## Object position labeling entries
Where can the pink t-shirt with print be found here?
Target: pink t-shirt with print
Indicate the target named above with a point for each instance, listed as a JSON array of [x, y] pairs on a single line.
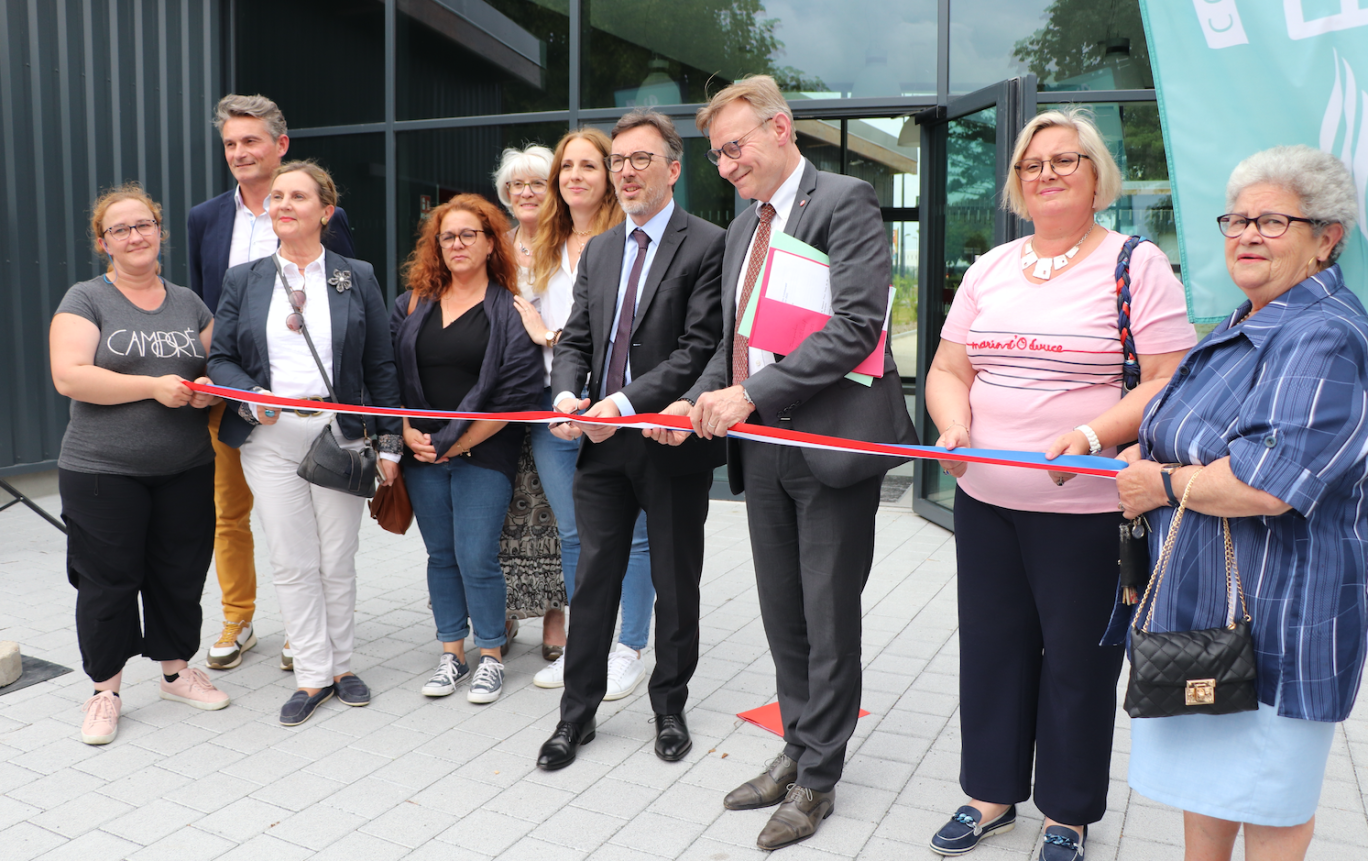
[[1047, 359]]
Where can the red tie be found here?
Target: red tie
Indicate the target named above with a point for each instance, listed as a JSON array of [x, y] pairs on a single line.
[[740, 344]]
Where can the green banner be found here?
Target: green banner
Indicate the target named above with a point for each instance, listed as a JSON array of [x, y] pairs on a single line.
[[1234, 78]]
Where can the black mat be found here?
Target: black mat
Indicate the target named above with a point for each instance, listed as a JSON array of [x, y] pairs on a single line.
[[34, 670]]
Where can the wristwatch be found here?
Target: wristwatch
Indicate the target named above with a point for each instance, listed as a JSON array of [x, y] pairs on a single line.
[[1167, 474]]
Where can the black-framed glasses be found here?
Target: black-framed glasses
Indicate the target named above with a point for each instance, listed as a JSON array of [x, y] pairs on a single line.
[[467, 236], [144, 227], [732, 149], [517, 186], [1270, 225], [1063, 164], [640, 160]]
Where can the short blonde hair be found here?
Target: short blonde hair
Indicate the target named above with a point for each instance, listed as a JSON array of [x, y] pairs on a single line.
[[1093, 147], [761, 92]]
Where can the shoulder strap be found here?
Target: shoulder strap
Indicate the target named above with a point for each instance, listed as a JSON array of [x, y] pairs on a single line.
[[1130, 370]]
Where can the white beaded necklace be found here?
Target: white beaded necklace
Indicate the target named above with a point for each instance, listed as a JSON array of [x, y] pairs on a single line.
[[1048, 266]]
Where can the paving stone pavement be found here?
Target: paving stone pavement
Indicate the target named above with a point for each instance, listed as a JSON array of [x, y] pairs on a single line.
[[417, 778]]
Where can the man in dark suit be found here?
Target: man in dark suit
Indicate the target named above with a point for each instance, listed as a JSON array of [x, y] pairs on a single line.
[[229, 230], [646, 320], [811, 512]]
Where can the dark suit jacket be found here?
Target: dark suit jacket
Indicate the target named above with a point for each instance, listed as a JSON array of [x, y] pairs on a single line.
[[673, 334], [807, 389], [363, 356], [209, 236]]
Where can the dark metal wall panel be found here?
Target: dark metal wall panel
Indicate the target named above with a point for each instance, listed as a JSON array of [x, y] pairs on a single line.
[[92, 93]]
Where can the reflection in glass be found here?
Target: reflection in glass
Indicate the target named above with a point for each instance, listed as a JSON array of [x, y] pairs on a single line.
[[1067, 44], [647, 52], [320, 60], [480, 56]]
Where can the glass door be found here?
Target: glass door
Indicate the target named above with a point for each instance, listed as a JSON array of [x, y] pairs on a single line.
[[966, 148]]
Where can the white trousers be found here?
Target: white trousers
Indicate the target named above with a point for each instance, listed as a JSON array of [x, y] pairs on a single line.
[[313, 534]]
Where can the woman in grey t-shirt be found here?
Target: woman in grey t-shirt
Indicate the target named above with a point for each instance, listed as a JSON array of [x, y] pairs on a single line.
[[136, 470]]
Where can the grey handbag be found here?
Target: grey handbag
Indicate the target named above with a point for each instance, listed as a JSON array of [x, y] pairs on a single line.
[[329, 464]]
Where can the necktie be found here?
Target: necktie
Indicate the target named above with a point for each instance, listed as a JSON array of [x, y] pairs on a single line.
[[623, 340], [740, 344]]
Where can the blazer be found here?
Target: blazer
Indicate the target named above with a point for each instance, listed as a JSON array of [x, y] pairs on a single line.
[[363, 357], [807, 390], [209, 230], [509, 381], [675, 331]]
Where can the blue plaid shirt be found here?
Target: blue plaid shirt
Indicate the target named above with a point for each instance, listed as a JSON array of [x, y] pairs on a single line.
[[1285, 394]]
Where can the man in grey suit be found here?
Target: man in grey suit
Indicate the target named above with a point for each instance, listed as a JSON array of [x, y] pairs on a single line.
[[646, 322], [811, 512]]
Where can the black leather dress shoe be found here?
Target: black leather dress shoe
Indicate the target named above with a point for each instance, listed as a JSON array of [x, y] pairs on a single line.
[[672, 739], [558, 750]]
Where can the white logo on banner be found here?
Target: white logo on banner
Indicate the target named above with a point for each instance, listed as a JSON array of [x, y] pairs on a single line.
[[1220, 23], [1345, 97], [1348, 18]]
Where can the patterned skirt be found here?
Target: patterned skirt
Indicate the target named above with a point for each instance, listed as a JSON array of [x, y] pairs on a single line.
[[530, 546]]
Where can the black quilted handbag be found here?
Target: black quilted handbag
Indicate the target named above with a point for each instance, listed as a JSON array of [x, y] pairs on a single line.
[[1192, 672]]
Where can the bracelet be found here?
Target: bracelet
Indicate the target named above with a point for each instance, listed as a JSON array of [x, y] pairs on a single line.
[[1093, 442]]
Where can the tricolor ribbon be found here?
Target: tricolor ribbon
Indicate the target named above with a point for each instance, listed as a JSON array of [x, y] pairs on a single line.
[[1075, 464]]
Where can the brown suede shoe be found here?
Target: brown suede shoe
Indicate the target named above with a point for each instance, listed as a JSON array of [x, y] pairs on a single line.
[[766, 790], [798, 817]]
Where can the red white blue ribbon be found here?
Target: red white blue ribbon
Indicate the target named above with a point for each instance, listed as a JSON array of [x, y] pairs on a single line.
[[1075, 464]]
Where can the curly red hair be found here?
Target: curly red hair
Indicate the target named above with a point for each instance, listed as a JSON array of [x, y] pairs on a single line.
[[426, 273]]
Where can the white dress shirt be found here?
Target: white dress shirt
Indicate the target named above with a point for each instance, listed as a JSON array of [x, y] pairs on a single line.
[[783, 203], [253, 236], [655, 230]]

--

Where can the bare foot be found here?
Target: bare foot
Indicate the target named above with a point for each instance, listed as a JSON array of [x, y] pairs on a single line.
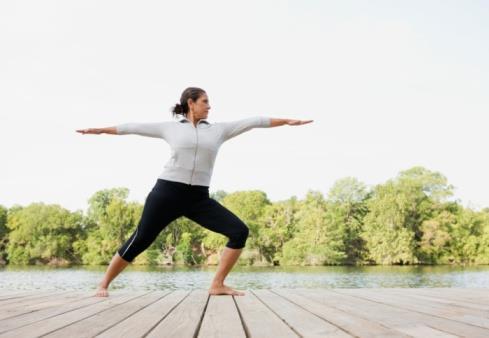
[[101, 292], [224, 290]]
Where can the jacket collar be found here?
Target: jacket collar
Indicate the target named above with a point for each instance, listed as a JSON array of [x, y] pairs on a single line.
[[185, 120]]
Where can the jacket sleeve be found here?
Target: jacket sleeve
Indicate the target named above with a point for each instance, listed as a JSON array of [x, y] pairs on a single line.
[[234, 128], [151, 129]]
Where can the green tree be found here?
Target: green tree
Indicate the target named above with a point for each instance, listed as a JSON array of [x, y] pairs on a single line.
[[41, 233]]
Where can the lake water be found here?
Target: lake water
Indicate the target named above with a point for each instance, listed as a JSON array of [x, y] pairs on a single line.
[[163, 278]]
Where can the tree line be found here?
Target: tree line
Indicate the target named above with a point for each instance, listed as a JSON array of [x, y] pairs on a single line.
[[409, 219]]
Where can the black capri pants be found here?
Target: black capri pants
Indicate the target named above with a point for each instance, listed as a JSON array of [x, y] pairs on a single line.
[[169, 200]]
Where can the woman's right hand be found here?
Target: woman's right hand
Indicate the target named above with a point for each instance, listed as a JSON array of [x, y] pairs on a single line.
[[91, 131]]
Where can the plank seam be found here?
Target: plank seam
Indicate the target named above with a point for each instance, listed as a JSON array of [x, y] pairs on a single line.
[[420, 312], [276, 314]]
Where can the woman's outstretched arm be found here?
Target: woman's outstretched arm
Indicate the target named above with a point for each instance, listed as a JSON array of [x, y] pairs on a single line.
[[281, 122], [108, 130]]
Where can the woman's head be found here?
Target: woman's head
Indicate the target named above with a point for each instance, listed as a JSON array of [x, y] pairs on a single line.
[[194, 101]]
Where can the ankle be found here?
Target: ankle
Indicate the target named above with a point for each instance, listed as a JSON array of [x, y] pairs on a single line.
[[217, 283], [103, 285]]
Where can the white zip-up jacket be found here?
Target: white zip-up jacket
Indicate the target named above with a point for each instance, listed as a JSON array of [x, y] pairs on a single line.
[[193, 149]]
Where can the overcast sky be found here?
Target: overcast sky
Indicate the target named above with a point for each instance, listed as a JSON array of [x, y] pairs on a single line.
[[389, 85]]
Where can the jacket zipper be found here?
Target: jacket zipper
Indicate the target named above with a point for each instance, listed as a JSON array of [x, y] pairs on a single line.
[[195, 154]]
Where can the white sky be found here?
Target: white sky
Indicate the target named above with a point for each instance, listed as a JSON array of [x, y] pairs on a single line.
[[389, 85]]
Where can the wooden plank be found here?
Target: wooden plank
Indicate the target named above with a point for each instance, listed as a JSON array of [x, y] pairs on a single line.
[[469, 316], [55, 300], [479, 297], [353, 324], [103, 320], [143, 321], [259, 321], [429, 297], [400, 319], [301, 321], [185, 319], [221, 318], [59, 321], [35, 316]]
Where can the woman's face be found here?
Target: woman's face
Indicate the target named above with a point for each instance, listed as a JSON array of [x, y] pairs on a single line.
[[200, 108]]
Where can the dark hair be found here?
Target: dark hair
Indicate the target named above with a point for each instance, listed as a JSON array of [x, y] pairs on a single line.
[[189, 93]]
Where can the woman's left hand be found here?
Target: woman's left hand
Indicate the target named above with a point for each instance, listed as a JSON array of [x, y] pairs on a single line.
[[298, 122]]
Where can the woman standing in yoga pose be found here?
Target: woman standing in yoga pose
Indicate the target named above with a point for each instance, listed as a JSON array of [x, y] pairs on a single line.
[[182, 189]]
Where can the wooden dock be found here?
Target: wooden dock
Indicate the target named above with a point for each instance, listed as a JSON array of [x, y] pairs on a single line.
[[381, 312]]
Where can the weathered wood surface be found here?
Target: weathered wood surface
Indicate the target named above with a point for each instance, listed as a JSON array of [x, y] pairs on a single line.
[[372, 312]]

## Aim of the task
Print the lines from the one containing "Where can the patterned skirt be found here?" through the one containing "[[1192, 672]]", both included, exactly as they appear above.

## Solved exercise
Where can the patterned skirt be found here?
Target: patterned skirt
Indicate the target named above with a point for each instance, listed as a JSON array of [x, y] pairs on a single line.
[[530, 546]]
Where can the black quilted handbag be found here?
Target: black quilted handbag
Indicate the target named above with a point for each instance, listed as a JSON array of [x, y] pairs on a single line.
[[1192, 672]]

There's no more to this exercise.